**GIVEN EXERCISE:**
Answer the following questions using the excerpt on deducing the operation accuracy of a processing feed mechanism:
1. Which three elements of the operation accuracy are deduced in operation accuracy deducing step S40?
2. About the axis along which directions does the table base 8b tend to oscillate when the yawing accuracy is low?
3. About the axis along which directions does the table base 8b tend to oscillate when the pitching accuracy is low?

**EXCERPT:**
--------------------------------
Interference fringe observing step S30 is followed by operation accuracy deducing step S40 to deduce the operation accuracy of the processing feed mechanism, i.e., the linear motion mechanism, from the changes in the observed interference fringes. A process of deducing the operation accuracy of the processing feed mechanism will be described below. In operation accuracy deducing step S40, different elements, i.e., yawing accuracy, pitching accuracy, and rolling accuracy, of the operation accuracy of the processing feed mechanism are deduced.

If the yawing accuracy of the processing feed mechanism is low, the table base 8b tends to oscillate about the axis along the Z-axis directions perpendicular to the feed directions while the cutting unit 18 and the table base 8b are being moved relatively to each other in one of the X-axis directions, i.e., the feed directions. In interference fringe observing step S30, therefore, the image captured of the upper surface of the measuring jig 1 by the white light interferometer 40 changes. FIG. 5B illustrates a photographic representation 56b produced by assuming an example of interference fringes, i.e., a spatial interference pattern, to be obtained by observing an area of the measuring jig 1 near the boundary line 7 with the white light interferometer 40 while the processing feed mechanism is yawing. As with the photographic representation 56a, the photographic representation 56b does not represent an image obtained by actually observing the measuring jig 1 with the white light interferometer 40, but an observation image produced for explanatory purposes.

When yawing occurs, the captured image including the interference fringes in the photographic representation 56b is tilted as a whole. More specifically, the boundary line 7 of the measuring jig 1 and the interference fringes that appear in the image section representing the slanted surface 9 are tilted through the same angle from the X-axis directions. The magnitude of the angle corresponds to a reduction in the yawing accuracy. While the cutting unit 18 and the measuring jig 1 are being linearly moved relatively to each other, the white light interferometer 40 captures images of the upper surface of the measuring jig 1 from one end to the other of the boundary line 7, and the angle through which the interference fringes that appear in the image section representing the slanted surface 9 are tilted is measured from each of the captured images. Therefore, the tendency of the yawing can be assessed from the tendency of changes in the angle of tilt, and the yawing accuracy representing part of the operation accuracy of the processing feed mechanism can be deduced from a maximum change in the angle of tilt, for example. For example, if any changes in the angle through which the interference fringes that appear in the image section representing the slanted surface 9 are tilted are sufficiently small, so that the boundary line 7, etc., extend basically along the X-axis directions all the time in the captured images, then the yawing accuracy can be determined to be good.

If the pitching accuracy of the processing feed mechanism is low, the table base 8b tends to oscillate about the axis along the Y-axis directions perpendicular to the feed directions while the cutting unit 18 and the table base 8b are being moved relatively to each other in one of the X-axis directions, i.e., the feed directions. At this time, the image captured of the upper surface of the measuring jig 1 by the white light interferometer 40 changes.
--------------------------------
[Position annotation records]

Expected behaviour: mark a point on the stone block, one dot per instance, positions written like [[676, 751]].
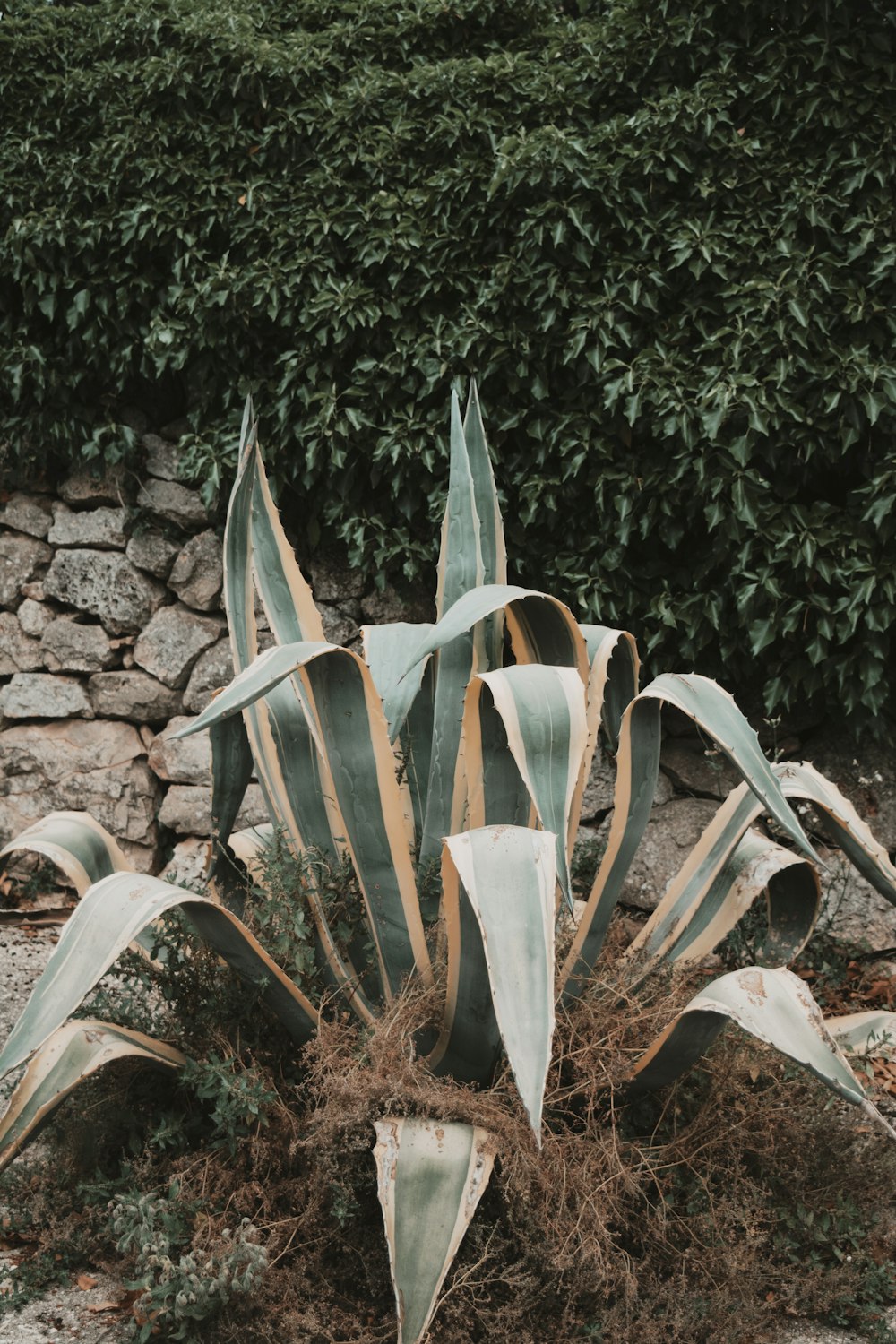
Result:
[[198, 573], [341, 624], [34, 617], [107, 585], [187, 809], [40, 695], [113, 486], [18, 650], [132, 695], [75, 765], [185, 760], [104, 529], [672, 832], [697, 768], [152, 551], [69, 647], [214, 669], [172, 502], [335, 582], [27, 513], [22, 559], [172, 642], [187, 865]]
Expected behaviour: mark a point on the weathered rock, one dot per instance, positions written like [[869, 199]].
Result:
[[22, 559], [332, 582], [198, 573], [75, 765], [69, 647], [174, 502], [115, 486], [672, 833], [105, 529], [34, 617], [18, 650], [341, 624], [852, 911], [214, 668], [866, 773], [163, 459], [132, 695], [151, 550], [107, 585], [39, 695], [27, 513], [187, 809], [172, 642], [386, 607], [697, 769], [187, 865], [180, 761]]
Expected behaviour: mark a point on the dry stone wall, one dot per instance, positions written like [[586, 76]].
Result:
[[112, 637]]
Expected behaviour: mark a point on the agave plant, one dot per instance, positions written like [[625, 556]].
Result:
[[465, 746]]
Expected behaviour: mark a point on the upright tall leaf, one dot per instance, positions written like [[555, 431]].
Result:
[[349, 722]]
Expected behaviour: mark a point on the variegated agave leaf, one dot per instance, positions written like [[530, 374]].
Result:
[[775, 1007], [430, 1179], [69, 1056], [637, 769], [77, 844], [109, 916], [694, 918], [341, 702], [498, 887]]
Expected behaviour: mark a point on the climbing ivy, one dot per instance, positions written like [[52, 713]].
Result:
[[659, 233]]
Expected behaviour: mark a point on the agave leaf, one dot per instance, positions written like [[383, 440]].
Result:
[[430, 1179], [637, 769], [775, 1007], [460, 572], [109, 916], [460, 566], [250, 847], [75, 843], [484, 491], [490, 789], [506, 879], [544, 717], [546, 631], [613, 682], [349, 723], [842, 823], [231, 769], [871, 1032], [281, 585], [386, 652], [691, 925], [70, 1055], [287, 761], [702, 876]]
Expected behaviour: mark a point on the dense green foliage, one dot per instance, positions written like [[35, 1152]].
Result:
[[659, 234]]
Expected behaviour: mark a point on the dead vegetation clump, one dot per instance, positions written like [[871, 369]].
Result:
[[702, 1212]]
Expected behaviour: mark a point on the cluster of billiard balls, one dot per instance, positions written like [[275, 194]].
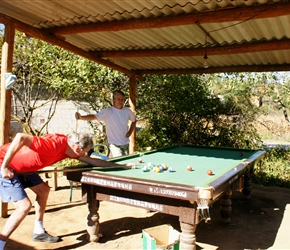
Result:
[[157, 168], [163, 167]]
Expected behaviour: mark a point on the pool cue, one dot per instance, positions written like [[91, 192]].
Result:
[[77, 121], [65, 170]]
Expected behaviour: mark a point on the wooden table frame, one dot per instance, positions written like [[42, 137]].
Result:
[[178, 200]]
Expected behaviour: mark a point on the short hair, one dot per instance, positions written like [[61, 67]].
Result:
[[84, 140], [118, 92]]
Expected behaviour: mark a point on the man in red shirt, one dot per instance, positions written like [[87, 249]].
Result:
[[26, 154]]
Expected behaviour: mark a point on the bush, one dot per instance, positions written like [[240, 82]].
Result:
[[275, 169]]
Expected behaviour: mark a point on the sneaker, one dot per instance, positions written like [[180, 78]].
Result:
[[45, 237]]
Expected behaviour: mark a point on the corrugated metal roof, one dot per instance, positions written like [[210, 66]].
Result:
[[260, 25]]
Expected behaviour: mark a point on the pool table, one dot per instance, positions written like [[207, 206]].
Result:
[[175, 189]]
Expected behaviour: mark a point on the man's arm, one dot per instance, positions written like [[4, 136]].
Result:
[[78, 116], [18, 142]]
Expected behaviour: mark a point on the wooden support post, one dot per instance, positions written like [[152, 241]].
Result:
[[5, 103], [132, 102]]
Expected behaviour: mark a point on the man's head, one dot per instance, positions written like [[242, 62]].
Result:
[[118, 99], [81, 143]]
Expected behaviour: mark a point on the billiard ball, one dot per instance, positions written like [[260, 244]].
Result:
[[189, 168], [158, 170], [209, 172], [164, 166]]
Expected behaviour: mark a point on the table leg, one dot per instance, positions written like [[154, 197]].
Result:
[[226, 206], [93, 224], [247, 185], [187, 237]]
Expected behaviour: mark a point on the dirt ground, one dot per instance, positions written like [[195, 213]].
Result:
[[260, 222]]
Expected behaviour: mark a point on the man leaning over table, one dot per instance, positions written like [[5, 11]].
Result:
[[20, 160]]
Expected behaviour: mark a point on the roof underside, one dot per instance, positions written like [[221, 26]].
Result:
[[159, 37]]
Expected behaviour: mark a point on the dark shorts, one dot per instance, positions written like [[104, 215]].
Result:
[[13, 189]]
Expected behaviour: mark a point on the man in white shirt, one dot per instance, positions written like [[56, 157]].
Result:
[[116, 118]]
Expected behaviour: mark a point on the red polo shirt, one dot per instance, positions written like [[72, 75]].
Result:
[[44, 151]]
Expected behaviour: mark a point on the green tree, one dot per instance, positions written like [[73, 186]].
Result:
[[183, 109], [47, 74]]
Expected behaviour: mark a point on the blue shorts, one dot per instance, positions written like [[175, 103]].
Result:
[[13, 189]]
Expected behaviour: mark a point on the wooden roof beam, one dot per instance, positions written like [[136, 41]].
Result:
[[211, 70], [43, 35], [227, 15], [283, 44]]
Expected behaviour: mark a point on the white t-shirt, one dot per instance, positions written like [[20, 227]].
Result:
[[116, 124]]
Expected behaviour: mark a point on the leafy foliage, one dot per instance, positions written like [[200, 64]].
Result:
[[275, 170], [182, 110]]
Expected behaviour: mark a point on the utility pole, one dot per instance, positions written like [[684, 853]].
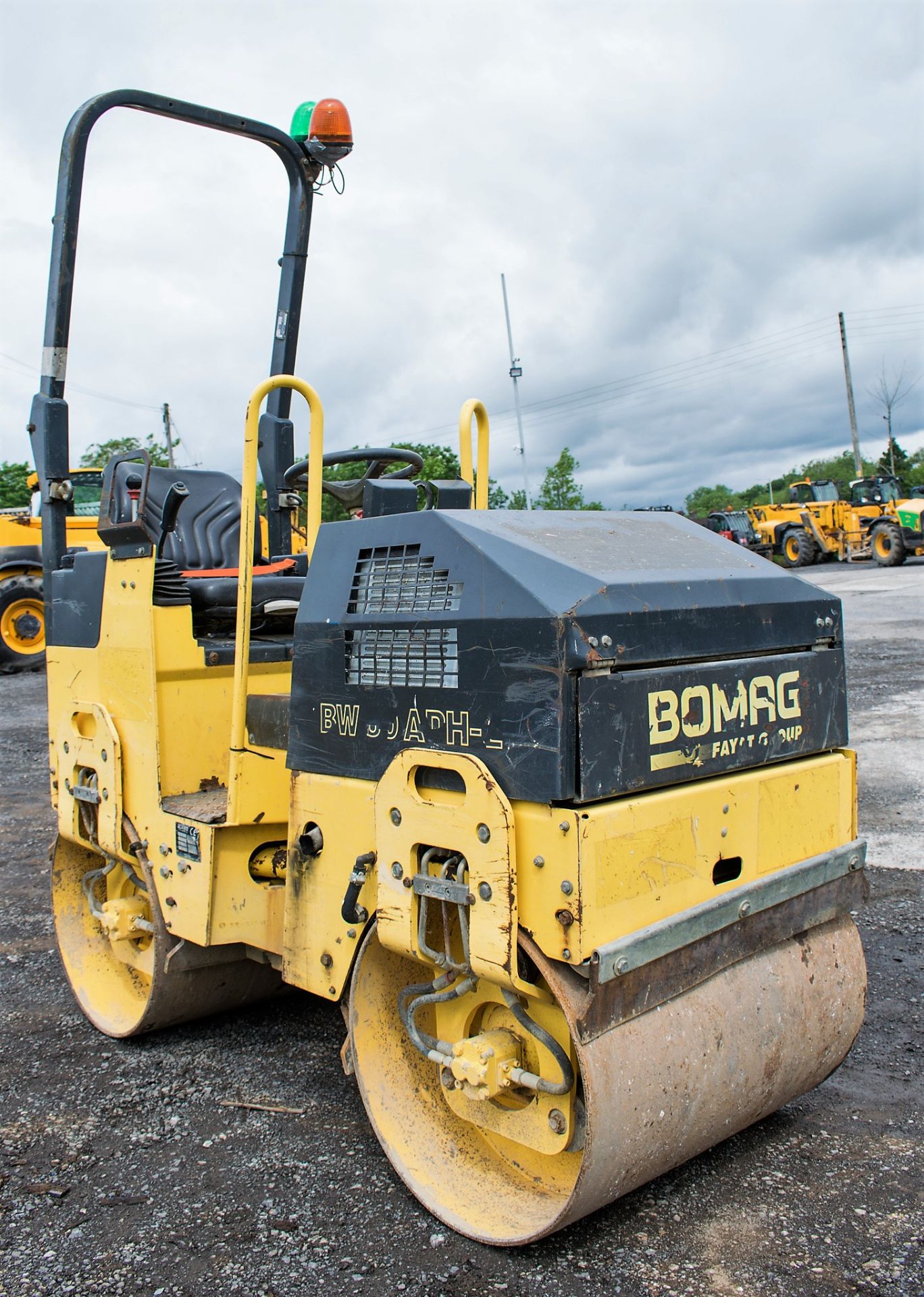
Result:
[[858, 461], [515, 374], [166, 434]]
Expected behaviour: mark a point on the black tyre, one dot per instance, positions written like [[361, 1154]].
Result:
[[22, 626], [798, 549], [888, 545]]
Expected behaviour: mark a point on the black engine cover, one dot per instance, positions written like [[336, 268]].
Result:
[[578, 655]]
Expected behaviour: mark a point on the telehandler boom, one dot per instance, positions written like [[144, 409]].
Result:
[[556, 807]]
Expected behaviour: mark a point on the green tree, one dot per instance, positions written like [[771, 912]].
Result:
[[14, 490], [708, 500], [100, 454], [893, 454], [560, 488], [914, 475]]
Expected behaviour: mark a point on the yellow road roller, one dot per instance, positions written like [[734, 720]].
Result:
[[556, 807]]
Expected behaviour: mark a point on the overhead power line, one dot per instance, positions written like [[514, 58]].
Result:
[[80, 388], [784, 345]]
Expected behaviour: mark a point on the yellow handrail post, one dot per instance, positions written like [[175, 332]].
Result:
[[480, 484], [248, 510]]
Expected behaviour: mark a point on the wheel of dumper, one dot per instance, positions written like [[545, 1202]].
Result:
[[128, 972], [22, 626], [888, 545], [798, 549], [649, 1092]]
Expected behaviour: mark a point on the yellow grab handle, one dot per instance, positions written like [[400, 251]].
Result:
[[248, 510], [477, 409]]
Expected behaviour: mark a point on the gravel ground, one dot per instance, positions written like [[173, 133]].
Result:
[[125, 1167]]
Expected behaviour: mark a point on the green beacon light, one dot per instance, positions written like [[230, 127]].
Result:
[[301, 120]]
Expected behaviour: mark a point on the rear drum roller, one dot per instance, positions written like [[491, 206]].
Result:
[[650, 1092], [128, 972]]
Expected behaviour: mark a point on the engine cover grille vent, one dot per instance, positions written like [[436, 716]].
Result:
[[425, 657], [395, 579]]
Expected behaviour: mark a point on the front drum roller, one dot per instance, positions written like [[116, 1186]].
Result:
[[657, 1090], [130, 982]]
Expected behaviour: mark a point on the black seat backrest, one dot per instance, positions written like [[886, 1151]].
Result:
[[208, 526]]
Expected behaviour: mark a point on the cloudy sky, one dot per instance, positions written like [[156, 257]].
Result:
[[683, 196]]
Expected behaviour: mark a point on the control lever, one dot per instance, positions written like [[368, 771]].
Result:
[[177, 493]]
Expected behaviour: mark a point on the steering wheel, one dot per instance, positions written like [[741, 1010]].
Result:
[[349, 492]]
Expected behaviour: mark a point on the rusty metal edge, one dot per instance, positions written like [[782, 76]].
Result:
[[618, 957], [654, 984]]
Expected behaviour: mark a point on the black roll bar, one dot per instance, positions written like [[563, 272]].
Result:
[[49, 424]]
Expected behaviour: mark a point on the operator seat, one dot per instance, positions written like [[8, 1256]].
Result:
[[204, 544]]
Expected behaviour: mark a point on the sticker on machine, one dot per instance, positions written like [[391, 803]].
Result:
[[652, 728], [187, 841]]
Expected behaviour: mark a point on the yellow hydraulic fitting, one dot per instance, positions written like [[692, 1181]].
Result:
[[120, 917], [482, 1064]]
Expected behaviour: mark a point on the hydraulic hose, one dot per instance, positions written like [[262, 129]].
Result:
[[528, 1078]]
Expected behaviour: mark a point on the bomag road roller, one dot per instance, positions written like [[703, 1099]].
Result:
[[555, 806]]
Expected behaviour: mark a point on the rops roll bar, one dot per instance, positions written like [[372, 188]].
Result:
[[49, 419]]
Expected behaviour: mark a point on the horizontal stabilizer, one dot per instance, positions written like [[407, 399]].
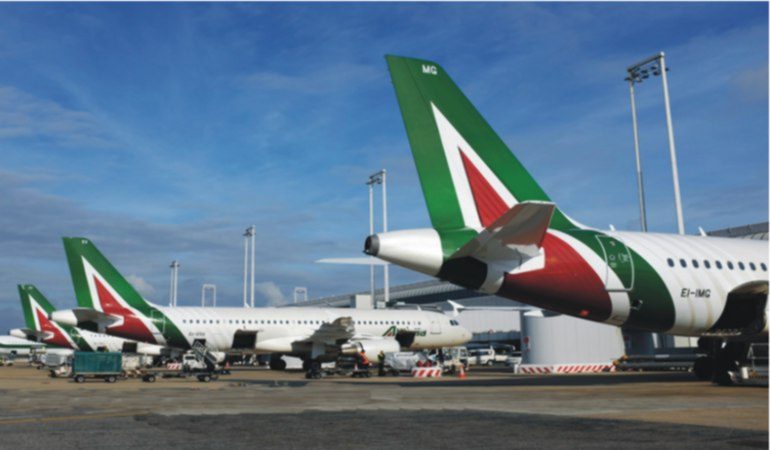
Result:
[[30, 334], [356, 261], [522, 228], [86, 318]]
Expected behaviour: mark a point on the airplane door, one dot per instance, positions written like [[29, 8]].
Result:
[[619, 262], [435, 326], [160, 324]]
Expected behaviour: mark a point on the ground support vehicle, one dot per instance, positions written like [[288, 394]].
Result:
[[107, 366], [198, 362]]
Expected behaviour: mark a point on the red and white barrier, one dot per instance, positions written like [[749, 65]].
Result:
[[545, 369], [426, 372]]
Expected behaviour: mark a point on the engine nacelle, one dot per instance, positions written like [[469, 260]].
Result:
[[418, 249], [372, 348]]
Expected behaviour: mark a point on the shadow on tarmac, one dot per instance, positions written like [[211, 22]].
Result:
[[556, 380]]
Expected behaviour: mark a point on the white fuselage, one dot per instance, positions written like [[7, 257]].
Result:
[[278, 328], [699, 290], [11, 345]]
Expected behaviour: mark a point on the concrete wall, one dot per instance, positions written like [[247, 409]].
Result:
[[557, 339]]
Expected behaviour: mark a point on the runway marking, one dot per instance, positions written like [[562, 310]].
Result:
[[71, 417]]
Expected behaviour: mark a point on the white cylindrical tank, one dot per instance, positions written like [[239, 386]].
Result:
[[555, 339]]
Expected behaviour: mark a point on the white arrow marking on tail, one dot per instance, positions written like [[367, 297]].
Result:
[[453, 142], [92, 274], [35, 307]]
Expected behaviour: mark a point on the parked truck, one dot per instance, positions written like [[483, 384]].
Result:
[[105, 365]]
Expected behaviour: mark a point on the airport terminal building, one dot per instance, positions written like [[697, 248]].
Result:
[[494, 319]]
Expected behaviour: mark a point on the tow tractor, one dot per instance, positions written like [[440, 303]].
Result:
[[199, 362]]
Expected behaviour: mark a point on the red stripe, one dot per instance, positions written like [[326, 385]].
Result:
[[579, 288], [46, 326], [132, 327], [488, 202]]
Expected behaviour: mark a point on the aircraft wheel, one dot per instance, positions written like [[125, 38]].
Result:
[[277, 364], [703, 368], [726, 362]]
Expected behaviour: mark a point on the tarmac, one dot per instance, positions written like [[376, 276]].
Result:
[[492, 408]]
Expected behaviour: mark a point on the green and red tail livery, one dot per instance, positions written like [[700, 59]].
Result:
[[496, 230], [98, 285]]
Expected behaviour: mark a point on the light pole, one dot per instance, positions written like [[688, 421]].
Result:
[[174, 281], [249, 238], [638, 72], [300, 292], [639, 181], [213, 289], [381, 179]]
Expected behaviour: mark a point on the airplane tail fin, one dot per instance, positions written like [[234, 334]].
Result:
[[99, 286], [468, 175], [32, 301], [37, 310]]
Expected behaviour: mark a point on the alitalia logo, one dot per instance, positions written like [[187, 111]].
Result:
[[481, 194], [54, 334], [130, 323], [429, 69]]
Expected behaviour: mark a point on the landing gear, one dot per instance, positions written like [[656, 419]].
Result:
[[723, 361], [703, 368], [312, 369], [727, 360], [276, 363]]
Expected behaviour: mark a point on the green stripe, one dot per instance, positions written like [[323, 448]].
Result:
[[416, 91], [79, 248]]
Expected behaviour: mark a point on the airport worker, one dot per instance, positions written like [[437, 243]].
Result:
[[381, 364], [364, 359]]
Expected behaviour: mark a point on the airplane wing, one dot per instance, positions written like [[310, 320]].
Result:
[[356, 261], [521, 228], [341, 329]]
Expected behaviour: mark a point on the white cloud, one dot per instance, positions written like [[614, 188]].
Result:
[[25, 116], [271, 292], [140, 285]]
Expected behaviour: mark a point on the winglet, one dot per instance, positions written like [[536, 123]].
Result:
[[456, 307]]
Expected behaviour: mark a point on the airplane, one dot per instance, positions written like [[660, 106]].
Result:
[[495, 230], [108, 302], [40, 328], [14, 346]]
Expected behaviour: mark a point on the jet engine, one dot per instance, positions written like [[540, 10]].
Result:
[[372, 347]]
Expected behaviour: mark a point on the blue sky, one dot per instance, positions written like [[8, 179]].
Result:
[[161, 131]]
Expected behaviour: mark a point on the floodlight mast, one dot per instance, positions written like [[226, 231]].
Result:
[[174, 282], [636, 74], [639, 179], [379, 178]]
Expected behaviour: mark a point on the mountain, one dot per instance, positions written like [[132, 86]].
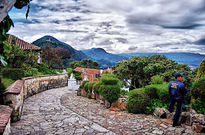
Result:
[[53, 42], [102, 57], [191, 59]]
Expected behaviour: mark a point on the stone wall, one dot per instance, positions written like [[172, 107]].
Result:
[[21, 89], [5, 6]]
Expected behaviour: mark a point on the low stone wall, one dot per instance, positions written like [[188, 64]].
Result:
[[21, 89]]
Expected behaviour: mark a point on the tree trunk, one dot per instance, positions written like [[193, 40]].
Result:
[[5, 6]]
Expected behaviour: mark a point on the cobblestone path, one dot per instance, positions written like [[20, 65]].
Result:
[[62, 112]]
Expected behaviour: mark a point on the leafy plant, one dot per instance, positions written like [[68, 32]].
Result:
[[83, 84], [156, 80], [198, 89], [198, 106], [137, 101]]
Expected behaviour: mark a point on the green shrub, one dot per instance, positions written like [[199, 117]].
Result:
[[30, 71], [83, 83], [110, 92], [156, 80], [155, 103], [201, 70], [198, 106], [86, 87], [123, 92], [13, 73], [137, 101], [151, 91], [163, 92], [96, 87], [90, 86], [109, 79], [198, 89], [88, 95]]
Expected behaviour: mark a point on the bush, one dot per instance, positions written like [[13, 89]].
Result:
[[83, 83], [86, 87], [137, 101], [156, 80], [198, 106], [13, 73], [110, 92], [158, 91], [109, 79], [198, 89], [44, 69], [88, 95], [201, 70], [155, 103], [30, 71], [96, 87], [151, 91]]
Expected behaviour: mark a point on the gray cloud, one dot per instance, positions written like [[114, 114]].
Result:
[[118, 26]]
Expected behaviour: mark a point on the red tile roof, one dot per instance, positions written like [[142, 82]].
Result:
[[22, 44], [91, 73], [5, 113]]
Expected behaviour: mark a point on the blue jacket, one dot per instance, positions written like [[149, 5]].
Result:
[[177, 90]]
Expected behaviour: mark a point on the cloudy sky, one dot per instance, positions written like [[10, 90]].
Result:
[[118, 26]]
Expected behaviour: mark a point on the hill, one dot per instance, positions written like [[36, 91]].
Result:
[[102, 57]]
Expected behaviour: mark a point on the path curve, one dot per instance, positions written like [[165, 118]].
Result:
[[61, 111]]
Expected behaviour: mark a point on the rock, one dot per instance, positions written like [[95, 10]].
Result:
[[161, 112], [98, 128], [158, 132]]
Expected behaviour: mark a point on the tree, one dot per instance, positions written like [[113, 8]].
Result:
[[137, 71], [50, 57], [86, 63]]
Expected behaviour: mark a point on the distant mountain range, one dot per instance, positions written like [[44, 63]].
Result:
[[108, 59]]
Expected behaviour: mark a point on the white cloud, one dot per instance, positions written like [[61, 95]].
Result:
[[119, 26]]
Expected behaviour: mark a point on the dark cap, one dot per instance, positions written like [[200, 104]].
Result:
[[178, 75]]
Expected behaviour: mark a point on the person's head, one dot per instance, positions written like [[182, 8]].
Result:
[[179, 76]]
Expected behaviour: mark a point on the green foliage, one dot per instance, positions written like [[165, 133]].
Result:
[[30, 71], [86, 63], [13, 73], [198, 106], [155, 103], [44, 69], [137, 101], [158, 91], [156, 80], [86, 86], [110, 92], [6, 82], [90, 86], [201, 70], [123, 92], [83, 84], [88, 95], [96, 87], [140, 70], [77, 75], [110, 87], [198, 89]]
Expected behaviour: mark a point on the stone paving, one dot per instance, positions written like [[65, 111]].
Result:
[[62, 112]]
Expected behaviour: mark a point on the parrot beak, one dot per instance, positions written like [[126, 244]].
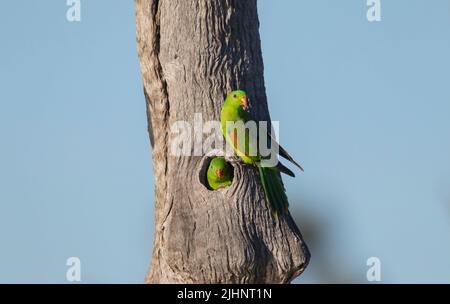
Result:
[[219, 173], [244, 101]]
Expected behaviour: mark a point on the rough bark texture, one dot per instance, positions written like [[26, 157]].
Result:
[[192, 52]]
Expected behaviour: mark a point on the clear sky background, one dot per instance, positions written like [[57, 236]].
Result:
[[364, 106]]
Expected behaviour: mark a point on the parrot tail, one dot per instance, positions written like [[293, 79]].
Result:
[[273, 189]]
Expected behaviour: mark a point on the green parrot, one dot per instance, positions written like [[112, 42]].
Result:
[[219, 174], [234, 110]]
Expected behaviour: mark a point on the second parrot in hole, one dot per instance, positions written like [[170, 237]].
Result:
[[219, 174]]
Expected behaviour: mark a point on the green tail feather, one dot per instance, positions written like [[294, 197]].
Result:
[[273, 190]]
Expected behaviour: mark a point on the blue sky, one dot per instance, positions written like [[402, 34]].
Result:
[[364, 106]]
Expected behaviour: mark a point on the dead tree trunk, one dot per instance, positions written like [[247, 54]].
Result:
--------------------------------
**FULL RESPONSE:**
1. Yawing accuracy, pitching accuracy, and rolling accuracy.
2. The Z-axis directions.
3. The Y-axis directions.